## Work to do
(A) In the blog post on historical cycles, why did the author buy the books about cyclical crisis theories?
(B) Go through the records, starting at the line containing "target | airplane wing" and ending at the end of the records. Swap "landing gear" for "undercarriage", then give only those lines with everything else left unchanged.

## Extracted text
(begin)

Historical cycles: What if the big crisis we expected already happened?
Maybe the crisis is that the United States is incapable of responding constructively to a crisis.
As the first anniversary of this blog approaches, I’ve been reviewing my meager output to set my agenda for 2025. Quite of few of the posts were about cyclical crisis theories. The first five substantive posts (1, 2, 3, 4, 5) were about Neil Howe’s 2023 book The Fourth Turning is Here. I also wrote a couple of posts (1, 2) about Peter Turchin’s End Times, and his previous books about his cyclical theory of history.
I don’t normally spend this much time thinking about historical cycles. I bought those books because it certainly feels like Western society is falling apart, and it would be nice to know if there is a reason beyond the obvious fact that we keep electing malicious idiots. I’m back to the subject again because I came across an alternative interpretation of Howe’s Fourth Turning theory, and it ties in with the recent U.S. election.
A very short summary for those who haven’t read Howe’s book or my previous five posts: Howe and his co-author William Strauss predicted in 1997 that in the early 2000s the United States would enter a crisis period they called the Fourth Turning, based on a generational cycle theory of American history. The Strauss-Howe theory holds that a Fourth Turning crisis occurs about every 80 years (or so) and the foundations of the subsequent 80-year cycle are set when Americans overcome their differences and mobilize to meet the crisis.1
Strauss died in 2007. Howe’s solo 2023 book extended the early 2000s crisis timeline, predicting that the crisis might not be wrapped up until around 2032. But not all followers of the Strauss-Howe theory agree. I recently discovered the blog of historian David Kaiser, thanks to a fortuitous link on Naked Capitalism. Kaiser has been blogging about the Strauss-Howe cycle theory for 20 years, but has diverged from Howe’s interpretation since about 2010. Kaiser wrote in August of 2023:
In the previous great crises, the country pulled together under strong political leadership to solve the great crisis, which invariably involved winning a major war. One party—the Jeffersonian Democratic-Republicans in the early republic, the Republicans after the Civil War, and the Democrats after 1933-45—emerged as by far the stronger party in the next few decades. As Strauss and Howe showed in their earlier books, the great crises changed social relationships at home and created a new national consensus on various issues. That is what they called the "regeneracy" that succeeded the death of the old order. Nothing like that, needless to say—and here Howe and I do not disagree—has happened in the last 23 years—and as readers of my post from July 3, 2010 can confirm, I concluded a long time ago that nothing like that was going to happen. He disagrees.

(end)

## Record list
(begin)

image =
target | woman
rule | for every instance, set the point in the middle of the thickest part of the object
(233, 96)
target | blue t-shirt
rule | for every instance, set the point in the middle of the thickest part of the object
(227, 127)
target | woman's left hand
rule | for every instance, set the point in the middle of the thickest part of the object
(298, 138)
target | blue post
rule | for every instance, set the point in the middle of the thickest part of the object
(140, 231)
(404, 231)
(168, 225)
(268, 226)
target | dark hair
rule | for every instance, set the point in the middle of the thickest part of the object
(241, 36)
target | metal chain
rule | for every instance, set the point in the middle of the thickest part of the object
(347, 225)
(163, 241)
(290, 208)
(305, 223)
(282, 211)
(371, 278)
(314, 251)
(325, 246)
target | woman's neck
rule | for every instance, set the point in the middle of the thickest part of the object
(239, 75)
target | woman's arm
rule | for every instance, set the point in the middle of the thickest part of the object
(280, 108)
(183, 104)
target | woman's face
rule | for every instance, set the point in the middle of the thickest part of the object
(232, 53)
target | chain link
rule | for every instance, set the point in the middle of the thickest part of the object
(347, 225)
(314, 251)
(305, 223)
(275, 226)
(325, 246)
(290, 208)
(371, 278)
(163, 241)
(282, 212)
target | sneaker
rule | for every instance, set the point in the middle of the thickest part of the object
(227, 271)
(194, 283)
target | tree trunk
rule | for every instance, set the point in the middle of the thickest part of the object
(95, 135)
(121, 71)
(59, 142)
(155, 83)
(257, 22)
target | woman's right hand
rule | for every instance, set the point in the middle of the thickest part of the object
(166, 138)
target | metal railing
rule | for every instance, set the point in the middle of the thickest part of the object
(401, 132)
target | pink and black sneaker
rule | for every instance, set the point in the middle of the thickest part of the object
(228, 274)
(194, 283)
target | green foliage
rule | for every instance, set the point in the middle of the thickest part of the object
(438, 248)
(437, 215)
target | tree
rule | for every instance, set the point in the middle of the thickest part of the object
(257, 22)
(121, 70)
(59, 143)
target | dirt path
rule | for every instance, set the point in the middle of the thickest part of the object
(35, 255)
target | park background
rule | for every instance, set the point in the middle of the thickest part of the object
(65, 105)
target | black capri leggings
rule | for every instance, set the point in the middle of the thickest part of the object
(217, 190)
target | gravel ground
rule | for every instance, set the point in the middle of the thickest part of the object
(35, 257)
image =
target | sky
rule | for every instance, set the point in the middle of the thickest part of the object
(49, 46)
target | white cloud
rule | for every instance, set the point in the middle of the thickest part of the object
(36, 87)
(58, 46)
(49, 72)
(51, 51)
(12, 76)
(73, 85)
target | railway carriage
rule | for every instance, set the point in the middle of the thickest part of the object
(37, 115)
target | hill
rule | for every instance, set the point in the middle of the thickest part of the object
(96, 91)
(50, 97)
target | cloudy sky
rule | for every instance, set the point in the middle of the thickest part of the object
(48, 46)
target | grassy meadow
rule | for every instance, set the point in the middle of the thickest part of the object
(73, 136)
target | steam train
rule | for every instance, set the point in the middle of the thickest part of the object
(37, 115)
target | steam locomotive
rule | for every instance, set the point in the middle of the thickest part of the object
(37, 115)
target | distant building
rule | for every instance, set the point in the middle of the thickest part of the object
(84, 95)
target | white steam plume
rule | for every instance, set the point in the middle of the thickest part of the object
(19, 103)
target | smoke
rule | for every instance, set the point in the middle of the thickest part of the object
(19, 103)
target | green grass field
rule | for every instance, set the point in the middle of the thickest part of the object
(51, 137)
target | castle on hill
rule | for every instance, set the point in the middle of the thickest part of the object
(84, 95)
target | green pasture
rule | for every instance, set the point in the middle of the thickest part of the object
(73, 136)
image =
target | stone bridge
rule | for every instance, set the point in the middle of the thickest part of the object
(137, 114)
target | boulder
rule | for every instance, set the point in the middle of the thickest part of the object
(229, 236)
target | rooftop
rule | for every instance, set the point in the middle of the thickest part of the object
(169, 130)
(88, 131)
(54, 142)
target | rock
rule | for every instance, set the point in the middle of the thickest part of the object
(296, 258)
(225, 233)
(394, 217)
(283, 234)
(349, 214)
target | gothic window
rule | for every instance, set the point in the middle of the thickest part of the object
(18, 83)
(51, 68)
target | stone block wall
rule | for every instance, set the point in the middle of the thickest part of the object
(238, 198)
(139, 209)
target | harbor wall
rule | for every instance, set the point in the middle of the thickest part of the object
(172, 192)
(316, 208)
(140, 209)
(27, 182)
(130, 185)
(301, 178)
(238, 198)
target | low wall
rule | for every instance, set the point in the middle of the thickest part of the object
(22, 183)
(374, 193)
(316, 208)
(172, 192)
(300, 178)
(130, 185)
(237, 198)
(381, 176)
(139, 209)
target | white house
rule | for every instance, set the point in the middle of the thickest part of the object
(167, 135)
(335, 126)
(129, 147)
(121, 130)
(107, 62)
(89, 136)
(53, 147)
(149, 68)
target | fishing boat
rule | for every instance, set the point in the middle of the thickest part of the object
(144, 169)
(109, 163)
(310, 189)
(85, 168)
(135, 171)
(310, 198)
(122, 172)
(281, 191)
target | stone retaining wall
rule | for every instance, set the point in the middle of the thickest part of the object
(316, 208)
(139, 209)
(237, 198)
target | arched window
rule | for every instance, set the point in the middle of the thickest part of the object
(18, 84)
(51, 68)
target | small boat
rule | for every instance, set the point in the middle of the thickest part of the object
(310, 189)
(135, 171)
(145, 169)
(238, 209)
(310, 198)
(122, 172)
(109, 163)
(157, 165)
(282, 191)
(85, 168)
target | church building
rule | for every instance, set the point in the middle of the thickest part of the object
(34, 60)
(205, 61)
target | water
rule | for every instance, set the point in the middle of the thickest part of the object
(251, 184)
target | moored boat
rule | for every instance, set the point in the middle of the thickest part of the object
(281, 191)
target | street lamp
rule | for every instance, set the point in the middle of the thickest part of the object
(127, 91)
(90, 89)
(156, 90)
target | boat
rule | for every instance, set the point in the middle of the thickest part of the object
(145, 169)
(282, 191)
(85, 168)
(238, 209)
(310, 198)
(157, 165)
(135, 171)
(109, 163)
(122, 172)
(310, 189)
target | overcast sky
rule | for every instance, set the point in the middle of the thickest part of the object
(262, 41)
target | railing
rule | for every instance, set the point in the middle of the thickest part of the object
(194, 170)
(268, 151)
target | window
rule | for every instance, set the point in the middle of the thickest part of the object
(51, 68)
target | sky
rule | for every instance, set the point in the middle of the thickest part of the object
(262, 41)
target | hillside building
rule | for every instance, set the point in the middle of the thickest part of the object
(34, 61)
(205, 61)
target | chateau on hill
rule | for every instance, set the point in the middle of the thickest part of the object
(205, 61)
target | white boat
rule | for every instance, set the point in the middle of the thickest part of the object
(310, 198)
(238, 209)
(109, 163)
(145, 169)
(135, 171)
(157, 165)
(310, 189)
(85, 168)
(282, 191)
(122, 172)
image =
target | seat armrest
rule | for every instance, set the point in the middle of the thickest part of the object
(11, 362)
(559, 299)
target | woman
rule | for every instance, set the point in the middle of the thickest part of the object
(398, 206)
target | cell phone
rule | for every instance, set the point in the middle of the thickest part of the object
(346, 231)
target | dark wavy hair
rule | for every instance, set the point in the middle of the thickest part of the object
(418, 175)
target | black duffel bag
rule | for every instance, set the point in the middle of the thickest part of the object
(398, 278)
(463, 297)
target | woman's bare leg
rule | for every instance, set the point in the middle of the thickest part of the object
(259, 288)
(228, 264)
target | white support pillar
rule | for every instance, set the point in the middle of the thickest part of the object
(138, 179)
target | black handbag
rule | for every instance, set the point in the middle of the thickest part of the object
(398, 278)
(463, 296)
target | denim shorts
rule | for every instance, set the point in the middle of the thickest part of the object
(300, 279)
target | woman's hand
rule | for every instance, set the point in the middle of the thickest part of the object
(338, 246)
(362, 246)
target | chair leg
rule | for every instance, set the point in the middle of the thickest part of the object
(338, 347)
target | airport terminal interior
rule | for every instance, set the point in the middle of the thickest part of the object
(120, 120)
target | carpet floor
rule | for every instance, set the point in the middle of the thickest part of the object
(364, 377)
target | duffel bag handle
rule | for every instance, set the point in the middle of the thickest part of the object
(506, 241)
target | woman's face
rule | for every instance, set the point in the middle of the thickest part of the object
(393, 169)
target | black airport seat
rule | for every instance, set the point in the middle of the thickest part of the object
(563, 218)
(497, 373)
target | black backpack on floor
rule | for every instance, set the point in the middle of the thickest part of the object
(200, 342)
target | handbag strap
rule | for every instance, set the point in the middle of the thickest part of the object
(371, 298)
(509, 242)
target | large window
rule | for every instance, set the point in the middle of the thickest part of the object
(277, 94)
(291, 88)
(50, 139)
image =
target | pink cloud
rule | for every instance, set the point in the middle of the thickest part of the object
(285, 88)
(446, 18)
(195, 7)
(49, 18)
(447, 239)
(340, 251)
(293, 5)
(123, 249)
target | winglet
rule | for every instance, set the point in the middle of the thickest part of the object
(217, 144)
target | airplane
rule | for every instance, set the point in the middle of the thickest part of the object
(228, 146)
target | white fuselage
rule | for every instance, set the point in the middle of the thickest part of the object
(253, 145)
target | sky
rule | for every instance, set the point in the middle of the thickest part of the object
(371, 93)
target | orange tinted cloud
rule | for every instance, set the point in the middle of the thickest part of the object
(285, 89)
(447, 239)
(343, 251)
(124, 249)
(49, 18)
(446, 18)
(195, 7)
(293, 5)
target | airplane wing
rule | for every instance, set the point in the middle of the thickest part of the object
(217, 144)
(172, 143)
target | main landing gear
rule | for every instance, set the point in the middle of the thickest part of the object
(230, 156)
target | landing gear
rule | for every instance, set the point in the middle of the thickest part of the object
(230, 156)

(end)

## Correct answers
(A) The author bought them because it feels like Western society is falling apart. The author wanted to know whether there is a reason for this beyond the obvious fact that "we keep electing malicious idiots."

(B)
target | airplane wing
rule | for every instance, set the point in the middle of the thickest part of the object
(217, 144)
(172, 143)
target | main undercarriage
rule | for every instance, set the point in the middle of the thickest part of the object
(230, 156)
target | undercarriage
rule | for every instance, set the point in the middle of the thickest part of the object
(230, 156)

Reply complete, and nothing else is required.